━━ Data for the task ━━

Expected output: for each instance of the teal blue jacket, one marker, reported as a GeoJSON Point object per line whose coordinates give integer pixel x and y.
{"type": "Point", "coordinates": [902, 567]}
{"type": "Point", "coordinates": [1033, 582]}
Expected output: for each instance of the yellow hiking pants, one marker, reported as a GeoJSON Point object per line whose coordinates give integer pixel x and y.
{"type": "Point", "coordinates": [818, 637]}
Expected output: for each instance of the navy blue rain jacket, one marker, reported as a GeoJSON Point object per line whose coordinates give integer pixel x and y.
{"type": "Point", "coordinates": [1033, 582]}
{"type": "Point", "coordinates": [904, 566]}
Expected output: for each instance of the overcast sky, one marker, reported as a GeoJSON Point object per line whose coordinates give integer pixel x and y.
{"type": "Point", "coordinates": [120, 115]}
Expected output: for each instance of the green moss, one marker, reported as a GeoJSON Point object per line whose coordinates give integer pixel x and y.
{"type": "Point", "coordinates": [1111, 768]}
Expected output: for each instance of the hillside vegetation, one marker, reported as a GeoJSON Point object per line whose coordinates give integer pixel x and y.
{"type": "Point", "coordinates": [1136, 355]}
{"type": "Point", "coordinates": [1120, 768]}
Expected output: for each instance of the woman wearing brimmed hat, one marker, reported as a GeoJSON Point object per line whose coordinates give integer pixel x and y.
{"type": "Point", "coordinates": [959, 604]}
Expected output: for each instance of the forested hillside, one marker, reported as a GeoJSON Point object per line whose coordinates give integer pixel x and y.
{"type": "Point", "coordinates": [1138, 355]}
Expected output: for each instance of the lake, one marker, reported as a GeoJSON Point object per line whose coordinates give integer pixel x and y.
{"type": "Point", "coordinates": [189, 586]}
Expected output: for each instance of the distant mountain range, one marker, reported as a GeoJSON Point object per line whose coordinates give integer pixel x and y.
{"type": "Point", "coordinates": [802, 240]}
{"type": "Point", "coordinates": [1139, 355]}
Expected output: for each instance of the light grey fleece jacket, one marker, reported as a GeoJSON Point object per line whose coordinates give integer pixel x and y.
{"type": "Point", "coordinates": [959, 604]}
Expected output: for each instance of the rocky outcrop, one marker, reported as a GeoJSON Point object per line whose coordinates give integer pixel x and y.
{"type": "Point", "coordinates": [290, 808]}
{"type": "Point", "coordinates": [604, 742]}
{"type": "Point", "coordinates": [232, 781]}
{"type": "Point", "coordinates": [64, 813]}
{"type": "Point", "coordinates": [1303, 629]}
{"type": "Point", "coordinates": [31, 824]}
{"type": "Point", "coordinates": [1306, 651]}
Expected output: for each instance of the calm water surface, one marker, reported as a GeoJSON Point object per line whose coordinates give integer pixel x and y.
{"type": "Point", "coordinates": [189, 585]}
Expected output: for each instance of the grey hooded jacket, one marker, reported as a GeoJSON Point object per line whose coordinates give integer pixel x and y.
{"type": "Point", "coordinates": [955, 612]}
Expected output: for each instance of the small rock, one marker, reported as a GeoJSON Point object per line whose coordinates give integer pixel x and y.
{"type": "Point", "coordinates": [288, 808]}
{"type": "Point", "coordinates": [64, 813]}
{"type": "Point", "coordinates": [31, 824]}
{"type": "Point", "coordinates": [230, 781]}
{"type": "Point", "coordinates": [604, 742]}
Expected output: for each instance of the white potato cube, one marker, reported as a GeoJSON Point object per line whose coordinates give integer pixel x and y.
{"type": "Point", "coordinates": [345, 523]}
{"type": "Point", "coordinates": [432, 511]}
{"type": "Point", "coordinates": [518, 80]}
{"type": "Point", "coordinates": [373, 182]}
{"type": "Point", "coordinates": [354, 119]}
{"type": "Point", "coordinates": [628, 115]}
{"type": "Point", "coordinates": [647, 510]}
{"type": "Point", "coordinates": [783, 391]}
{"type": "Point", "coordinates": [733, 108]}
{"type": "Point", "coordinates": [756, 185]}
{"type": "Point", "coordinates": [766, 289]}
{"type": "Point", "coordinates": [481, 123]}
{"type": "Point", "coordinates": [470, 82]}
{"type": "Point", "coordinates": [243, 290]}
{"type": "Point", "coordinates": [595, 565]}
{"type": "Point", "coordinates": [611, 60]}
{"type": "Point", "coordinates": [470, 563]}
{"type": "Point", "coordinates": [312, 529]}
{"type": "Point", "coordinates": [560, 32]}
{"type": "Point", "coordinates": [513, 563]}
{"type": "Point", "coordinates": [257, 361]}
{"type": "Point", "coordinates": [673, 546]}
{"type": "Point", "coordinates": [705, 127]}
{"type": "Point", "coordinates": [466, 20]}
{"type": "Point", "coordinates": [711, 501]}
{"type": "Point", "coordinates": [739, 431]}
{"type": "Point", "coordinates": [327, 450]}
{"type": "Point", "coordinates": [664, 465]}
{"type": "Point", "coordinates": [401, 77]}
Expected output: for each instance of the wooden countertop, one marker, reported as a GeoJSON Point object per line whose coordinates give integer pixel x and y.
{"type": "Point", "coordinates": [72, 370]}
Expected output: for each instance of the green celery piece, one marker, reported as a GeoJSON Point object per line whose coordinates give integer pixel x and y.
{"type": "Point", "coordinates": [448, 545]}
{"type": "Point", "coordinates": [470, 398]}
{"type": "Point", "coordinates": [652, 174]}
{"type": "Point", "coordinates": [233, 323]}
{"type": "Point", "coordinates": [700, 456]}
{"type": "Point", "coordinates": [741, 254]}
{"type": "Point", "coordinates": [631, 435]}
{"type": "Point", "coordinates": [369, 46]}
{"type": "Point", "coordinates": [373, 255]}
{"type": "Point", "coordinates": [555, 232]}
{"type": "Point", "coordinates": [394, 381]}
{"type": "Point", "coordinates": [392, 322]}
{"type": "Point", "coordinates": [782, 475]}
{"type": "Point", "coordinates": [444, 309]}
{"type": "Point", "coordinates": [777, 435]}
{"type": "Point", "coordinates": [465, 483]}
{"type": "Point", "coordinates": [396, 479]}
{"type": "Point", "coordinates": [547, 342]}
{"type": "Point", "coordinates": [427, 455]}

━━━

Nothing should be altered. Set down all the data again.

▸ **Exercise answer**:
Expected output: for each instance of the teal blue jacket, one marker, reported as a GeoJSON Point object per line whose coordinates give integer pixel x and y.
{"type": "Point", "coordinates": [902, 567]}
{"type": "Point", "coordinates": [1033, 582]}
Expected output: for each instance of the yellow hiking pants, one marker, reported as a GeoJSON Point object per line whose coordinates give integer pixel x and y.
{"type": "Point", "coordinates": [818, 637]}
Expected output: for each instance of the navy blue rain jacket, one marker, reported as a GeoJSON Point object per line whose coordinates give integer pixel x and y.
{"type": "Point", "coordinates": [1033, 582]}
{"type": "Point", "coordinates": [904, 566]}
Expected output: for each instance of the overcast sky, one marker, reported as a GeoJSON Point object per line whose coordinates give integer pixel x and y.
{"type": "Point", "coordinates": [120, 115]}
Expected output: for each instance of the green moss, one marker, reported as a GeoJSON Point object per line whose coordinates give integer pixel x and y.
{"type": "Point", "coordinates": [1111, 768]}
Expected output: for each instance of the hillside vegetation, one marker, reported as a GeoJSON Point object per line whose coordinates give integer pixel x and y.
{"type": "Point", "coordinates": [1136, 355]}
{"type": "Point", "coordinates": [1120, 768]}
Expected output: for each instance of the woman wearing brimmed hat, one marker, reported as a GeoJSON Point object per line whose coordinates give integer pixel x and y.
{"type": "Point", "coordinates": [959, 604]}
Expected output: for each instance of the forested hillside, one marker, reported as a GeoJSON Point object per line whose coordinates give integer pixel x and y.
{"type": "Point", "coordinates": [1138, 355]}
Expected output: for each instance of the lake, one marker, reported as a GeoJSON Point object per line whose coordinates give integer pixel x and y.
{"type": "Point", "coordinates": [189, 586]}
Expected output: for each instance of the distant mountain range, one marker, reported as a GeoJSON Point object per line whose coordinates give integer pixel x and y.
{"type": "Point", "coordinates": [802, 240]}
{"type": "Point", "coordinates": [1139, 355]}
Expected output: for each instance of the light grey fleece jacket, one marker, reported as a GeoJSON Point object per line whose coordinates give integer pixel x and y.
{"type": "Point", "coordinates": [959, 604]}
Expected output: for each instance of the rocky outcrop, one marker, reported as a GeoJSON Point object per line whose coordinates give integer pixel x and y.
{"type": "Point", "coordinates": [290, 808]}
{"type": "Point", "coordinates": [604, 742]}
{"type": "Point", "coordinates": [232, 781]}
{"type": "Point", "coordinates": [64, 813]}
{"type": "Point", "coordinates": [1303, 629]}
{"type": "Point", "coordinates": [31, 824]}
{"type": "Point", "coordinates": [1306, 651]}
Expected output: for each instance of the calm water surface, one marker, reported as a GeoJSON Point object per line whose coordinates give integer pixel x and y.
{"type": "Point", "coordinates": [189, 585]}
Expected output: for each instance of the grey hooded jacket, one marker, reported as a GeoJSON Point object per line whose coordinates give integer pixel x and y.
{"type": "Point", "coordinates": [955, 612]}
Expected output: for each instance of the small rock, one marker, reported as a GeoJSON Point object per line whose coordinates give integer pixel x and y.
{"type": "Point", "coordinates": [288, 808]}
{"type": "Point", "coordinates": [64, 813]}
{"type": "Point", "coordinates": [31, 824]}
{"type": "Point", "coordinates": [230, 781]}
{"type": "Point", "coordinates": [604, 742]}
Expected output: for each instance of the white potato cube, one marker, reported as a GeoJSON Point object per line whose coordinates give integer pixel x and y.
{"type": "Point", "coordinates": [345, 523]}
{"type": "Point", "coordinates": [432, 511]}
{"type": "Point", "coordinates": [518, 80]}
{"type": "Point", "coordinates": [373, 182]}
{"type": "Point", "coordinates": [354, 119]}
{"type": "Point", "coordinates": [628, 115]}
{"type": "Point", "coordinates": [647, 510]}
{"type": "Point", "coordinates": [783, 391]}
{"type": "Point", "coordinates": [733, 108]}
{"type": "Point", "coordinates": [756, 185]}
{"type": "Point", "coordinates": [766, 289]}
{"type": "Point", "coordinates": [481, 123]}
{"type": "Point", "coordinates": [470, 82]}
{"type": "Point", "coordinates": [243, 290]}
{"type": "Point", "coordinates": [595, 565]}
{"type": "Point", "coordinates": [611, 60]}
{"type": "Point", "coordinates": [470, 563]}
{"type": "Point", "coordinates": [312, 529]}
{"type": "Point", "coordinates": [560, 32]}
{"type": "Point", "coordinates": [513, 563]}
{"type": "Point", "coordinates": [257, 361]}
{"type": "Point", "coordinates": [673, 546]}
{"type": "Point", "coordinates": [705, 127]}
{"type": "Point", "coordinates": [466, 20]}
{"type": "Point", "coordinates": [711, 501]}
{"type": "Point", "coordinates": [739, 431]}
{"type": "Point", "coordinates": [327, 450]}
{"type": "Point", "coordinates": [664, 465]}
{"type": "Point", "coordinates": [401, 77]}
Expected output: for each instance of the wooden countertop, one marker, reported as a GeoJSON Point object per line whose coordinates give integer pixel x and y.
{"type": "Point", "coordinates": [72, 370]}
Expected output: for each instance of the green celery piece, one marker, reported as a GeoJSON Point object per line whose coordinates give integer pixel x and y.
{"type": "Point", "coordinates": [448, 545]}
{"type": "Point", "coordinates": [470, 398]}
{"type": "Point", "coordinates": [652, 174]}
{"type": "Point", "coordinates": [233, 323]}
{"type": "Point", "coordinates": [700, 456]}
{"type": "Point", "coordinates": [741, 254]}
{"type": "Point", "coordinates": [631, 435]}
{"type": "Point", "coordinates": [369, 46]}
{"type": "Point", "coordinates": [373, 255]}
{"type": "Point", "coordinates": [555, 232]}
{"type": "Point", "coordinates": [394, 381]}
{"type": "Point", "coordinates": [392, 322]}
{"type": "Point", "coordinates": [782, 475]}
{"type": "Point", "coordinates": [444, 309]}
{"type": "Point", "coordinates": [777, 435]}
{"type": "Point", "coordinates": [465, 483]}
{"type": "Point", "coordinates": [396, 479]}
{"type": "Point", "coordinates": [547, 342]}
{"type": "Point", "coordinates": [427, 455]}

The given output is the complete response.